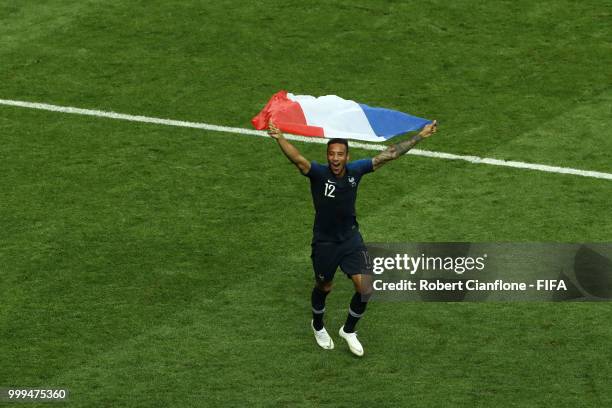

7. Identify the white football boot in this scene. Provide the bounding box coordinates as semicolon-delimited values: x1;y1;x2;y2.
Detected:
310;320;334;350
338;326;363;357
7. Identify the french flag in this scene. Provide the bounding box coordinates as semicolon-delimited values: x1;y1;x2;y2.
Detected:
251;91;431;142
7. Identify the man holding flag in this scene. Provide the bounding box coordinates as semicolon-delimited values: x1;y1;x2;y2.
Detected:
266;114;437;356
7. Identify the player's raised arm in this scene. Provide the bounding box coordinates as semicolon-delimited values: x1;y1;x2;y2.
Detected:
268;122;310;174
372;120;438;170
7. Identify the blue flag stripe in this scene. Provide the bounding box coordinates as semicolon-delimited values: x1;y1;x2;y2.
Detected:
359;103;432;139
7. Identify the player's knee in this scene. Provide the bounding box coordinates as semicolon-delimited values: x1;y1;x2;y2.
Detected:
317;282;333;292
358;285;373;302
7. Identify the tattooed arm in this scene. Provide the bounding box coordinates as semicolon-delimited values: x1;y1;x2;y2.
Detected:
268;122;310;174
372;120;438;170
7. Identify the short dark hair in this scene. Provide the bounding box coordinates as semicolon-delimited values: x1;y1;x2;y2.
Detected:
327;137;348;153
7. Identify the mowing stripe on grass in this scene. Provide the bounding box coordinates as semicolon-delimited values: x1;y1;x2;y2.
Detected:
0;99;612;180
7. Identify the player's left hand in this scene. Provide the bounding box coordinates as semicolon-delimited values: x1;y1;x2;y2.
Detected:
419;120;438;138
268;121;283;139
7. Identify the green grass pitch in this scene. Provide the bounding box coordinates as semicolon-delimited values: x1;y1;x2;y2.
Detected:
0;0;612;407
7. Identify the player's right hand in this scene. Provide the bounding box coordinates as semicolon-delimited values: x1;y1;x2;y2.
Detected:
268;121;283;139
419;120;438;138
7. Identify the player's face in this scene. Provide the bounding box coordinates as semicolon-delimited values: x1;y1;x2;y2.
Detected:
327;143;349;177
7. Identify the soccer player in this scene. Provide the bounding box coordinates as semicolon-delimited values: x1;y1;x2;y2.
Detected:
268;121;437;356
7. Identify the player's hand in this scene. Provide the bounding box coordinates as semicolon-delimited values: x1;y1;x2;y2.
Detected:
268;121;283;139
419;120;438;138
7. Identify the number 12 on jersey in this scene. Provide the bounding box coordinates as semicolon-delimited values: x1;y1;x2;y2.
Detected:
325;183;336;198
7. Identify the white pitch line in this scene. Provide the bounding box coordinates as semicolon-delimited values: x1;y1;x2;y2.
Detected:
0;99;612;180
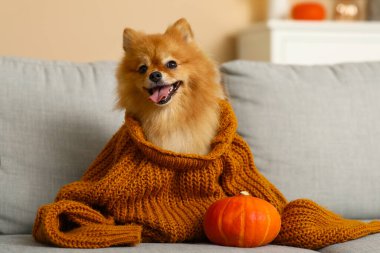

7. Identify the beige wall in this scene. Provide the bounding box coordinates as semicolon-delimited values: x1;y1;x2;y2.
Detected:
0;0;265;62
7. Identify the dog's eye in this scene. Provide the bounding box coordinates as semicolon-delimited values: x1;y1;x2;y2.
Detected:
166;61;177;69
139;65;148;74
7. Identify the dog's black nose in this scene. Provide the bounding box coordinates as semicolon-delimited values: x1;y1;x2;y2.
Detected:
149;71;162;83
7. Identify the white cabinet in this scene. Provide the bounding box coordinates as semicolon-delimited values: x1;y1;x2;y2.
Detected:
237;20;380;64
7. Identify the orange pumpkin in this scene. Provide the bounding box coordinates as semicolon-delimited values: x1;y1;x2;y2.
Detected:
203;192;281;248
292;2;326;20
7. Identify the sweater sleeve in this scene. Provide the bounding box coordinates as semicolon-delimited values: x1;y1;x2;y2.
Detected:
221;136;380;249
274;199;380;249
33;123;142;248
221;135;286;213
33;200;142;248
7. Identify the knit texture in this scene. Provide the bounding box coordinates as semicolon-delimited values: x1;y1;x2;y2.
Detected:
33;101;380;249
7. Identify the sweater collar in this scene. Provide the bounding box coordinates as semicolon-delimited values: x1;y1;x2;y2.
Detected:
125;100;237;170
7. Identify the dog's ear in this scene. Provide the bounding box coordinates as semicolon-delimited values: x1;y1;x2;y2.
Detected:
165;18;194;43
123;28;139;51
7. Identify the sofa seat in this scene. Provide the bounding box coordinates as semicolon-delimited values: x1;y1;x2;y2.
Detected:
0;234;315;253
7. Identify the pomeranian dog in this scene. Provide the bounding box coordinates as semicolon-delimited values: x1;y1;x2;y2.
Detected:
116;19;224;155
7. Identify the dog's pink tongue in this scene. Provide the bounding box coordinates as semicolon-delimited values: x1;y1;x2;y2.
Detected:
149;85;170;103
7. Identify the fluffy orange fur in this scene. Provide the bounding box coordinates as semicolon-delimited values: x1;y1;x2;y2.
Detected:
116;19;224;155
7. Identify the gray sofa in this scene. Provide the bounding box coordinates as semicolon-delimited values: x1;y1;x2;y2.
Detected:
0;57;380;253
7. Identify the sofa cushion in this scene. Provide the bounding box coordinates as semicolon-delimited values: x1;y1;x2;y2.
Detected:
0;57;123;234
320;234;380;253
0;235;315;253
222;61;380;219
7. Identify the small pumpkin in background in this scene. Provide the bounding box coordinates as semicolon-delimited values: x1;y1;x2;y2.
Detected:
291;2;326;20
203;191;281;248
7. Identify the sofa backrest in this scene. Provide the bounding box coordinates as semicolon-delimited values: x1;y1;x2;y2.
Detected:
0;57;123;234
222;61;380;219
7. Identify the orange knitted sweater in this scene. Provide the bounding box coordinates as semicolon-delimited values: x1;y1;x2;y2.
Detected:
33;101;380;249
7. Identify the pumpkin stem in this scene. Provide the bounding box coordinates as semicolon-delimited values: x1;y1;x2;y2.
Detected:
240;191;251;196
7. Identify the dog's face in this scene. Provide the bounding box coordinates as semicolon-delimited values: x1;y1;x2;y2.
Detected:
117;19;218;111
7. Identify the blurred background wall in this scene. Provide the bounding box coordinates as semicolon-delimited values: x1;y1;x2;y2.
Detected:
0;0;266;62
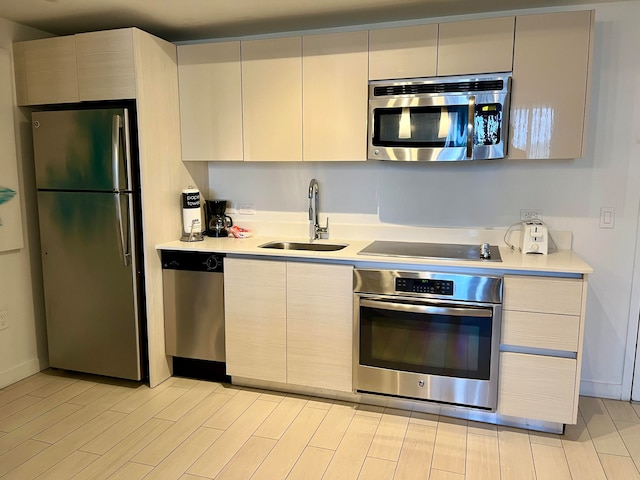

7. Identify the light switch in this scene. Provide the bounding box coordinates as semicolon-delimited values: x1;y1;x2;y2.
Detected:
600;207;616;228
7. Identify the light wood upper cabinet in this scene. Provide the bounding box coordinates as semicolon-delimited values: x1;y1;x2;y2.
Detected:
224;258;287;383
437;17;514;76
178;41;244;161
287;262;353;392
75;28;136;101
241;37;302;161
14;28;137;105
369;23;438;80
302;30;368;161
14;35;79;105
509;10;595;159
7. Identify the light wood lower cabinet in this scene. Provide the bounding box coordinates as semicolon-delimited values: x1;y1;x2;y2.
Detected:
287;262;353;392
498;352;576;423
224;258;287;382
497;275;587;424
224;258;353;392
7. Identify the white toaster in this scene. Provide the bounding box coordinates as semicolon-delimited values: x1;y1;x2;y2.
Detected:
520;220;549;255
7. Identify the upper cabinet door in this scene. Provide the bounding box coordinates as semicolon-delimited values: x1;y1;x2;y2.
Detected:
369;23;438;80
303;30;368;161
178;42;243;161
75;28;136;101
438;17;514;76
14;36;79;105
241;37;302;161
508;10;595;159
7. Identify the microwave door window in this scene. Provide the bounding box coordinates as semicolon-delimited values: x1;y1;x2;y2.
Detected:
373;105;468;148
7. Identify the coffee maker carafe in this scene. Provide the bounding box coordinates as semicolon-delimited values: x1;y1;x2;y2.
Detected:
205;200;233;237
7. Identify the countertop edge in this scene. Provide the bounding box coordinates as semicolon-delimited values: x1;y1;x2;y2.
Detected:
156;236;593;275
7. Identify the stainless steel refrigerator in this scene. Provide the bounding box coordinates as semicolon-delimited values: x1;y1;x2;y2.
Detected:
32;108;146;380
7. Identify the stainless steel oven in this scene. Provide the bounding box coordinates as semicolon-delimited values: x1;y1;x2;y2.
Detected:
353;269;502;411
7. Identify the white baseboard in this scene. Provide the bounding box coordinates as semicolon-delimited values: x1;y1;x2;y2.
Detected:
0;358;48;388
580;380;622;400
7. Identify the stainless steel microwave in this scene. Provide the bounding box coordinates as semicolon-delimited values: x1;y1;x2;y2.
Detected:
367;73;511;161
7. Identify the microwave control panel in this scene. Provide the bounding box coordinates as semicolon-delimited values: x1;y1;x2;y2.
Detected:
396;277;453;295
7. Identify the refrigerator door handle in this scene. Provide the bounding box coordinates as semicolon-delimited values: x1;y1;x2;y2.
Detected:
111;115;122;192
113;192;131;267
111;112;133;192
121;108;133;190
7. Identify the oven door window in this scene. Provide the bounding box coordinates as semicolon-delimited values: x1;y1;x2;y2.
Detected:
373;105;469;148
360;305;492;380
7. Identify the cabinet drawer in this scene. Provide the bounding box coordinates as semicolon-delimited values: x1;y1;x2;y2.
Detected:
502;275;582;315
498;352;577;424
501;310;580;352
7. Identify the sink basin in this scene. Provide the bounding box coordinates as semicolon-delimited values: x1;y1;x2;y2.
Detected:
258;242;347;252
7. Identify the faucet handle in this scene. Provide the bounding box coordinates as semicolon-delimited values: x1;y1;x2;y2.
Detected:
317;217;329;238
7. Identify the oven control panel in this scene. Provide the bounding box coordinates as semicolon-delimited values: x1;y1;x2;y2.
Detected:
396;277;453;295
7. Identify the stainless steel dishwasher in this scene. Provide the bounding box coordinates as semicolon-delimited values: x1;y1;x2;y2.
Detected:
161;250;225;364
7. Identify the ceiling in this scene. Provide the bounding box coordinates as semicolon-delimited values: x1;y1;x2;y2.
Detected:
0;0;618;42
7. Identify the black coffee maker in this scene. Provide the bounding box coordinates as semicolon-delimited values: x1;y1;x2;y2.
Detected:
205;200;233;237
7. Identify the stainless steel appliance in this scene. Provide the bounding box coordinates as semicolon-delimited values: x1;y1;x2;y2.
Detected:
353;269;502;411
358;240;502;262
32;105;147;380
162;250;225;362
368;73;511;161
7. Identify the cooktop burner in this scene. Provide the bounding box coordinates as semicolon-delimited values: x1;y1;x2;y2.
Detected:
358;240;502;262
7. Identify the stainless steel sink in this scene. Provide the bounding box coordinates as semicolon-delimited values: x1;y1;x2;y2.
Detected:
258;242;347;252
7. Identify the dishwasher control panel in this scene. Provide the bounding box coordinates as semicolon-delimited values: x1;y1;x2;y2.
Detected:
162;250;224;273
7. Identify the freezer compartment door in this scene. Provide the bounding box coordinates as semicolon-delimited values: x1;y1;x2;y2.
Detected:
38;191;142;380
32;108;133;191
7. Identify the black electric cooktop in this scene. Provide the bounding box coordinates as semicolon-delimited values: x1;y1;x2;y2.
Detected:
358;240;502;262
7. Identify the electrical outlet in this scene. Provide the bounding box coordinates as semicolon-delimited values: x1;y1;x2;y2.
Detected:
238;203;256;215
520;208;542;222
0;309;9;330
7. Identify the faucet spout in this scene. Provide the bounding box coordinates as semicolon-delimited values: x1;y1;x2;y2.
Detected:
309;178;329;242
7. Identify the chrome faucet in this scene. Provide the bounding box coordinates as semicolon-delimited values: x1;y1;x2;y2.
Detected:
309;178;329;242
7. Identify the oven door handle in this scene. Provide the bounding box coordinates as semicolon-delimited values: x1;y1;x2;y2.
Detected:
360;298;493;318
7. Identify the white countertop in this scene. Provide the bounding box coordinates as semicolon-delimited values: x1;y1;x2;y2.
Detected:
156;236;593;275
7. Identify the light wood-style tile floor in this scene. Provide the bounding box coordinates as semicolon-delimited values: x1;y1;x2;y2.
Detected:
0;370;640;480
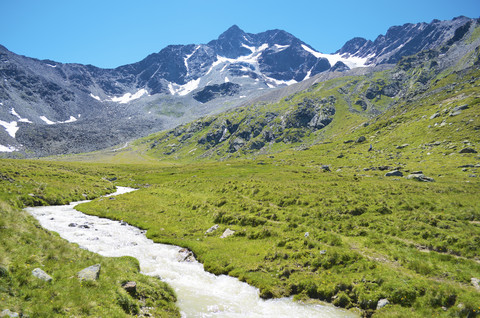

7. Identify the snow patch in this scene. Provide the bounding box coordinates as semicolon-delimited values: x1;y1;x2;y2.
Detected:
59;116;77;124
302;44;373;68
0;120;20;138
275;44;290;51
40;116;55;125
266;77;298;87
168;78;200;96
205;43;268;75
184;45;200;76
242;43;255;53
10;107;32;124
0;145;18;152
110;88;148;104
90;93;102;102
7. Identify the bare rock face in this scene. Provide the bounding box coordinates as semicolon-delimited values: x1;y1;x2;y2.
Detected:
77;264;102;281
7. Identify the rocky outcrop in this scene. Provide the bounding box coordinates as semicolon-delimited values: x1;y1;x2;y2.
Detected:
32;268;53;282
220;229;235;238
193;82;240;103
385;170;403;177
77;264;102;281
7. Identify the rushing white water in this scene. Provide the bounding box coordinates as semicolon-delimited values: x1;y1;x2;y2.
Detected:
26;187;356;318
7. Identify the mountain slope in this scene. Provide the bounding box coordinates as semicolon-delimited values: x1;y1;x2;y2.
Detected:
0;17;478;156
130;20;480;163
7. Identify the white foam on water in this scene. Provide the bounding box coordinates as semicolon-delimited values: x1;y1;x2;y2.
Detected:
26;187;357;318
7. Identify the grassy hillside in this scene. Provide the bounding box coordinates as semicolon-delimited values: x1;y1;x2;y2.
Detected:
79;60;480;317
0;160;179;317
0;23;480;317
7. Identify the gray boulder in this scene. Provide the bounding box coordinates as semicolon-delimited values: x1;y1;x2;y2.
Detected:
220;229;235;238
452;104;468;113
205;224;218;234
32;268;53;282
460;148;477;153
77;264;102;281
385;170;403;177
0;309;20;317
470;277;480;291
355;136;367;144
407;173;435;182
377;298;390;310
122;281;137;296
178;248;195;262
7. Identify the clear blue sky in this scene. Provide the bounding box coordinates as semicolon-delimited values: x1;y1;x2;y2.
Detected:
0;0;480;68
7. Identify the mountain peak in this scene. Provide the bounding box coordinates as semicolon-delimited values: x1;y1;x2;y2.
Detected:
218;24;245;40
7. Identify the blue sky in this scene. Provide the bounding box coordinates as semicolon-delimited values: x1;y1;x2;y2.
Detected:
0;0;480;68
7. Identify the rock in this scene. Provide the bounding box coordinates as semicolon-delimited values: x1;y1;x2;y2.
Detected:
385;170;403;177
378;166;392;171
470;277;480;290
452;104;468;112
220;229;235;238
407;173;435;182
450;110;462;117
178;248;195;262
0;309;20;317
122;281;137;296
32;268;53;282
355;136;367;144
77;264;102;281
205;224;218;234
460;148;477;153
377;298;390;310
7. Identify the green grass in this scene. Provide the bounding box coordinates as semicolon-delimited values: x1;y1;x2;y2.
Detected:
0;160;179;317
0;37;480;317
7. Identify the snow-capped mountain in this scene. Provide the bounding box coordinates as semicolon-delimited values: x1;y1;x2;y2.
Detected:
0;17;477;155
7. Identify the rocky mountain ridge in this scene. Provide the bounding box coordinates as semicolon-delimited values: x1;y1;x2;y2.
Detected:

BRIEF — How many lines in the items above contain the string "oven"? Case counts. Reply with the number only.

RESULT OF THIS TASK — 4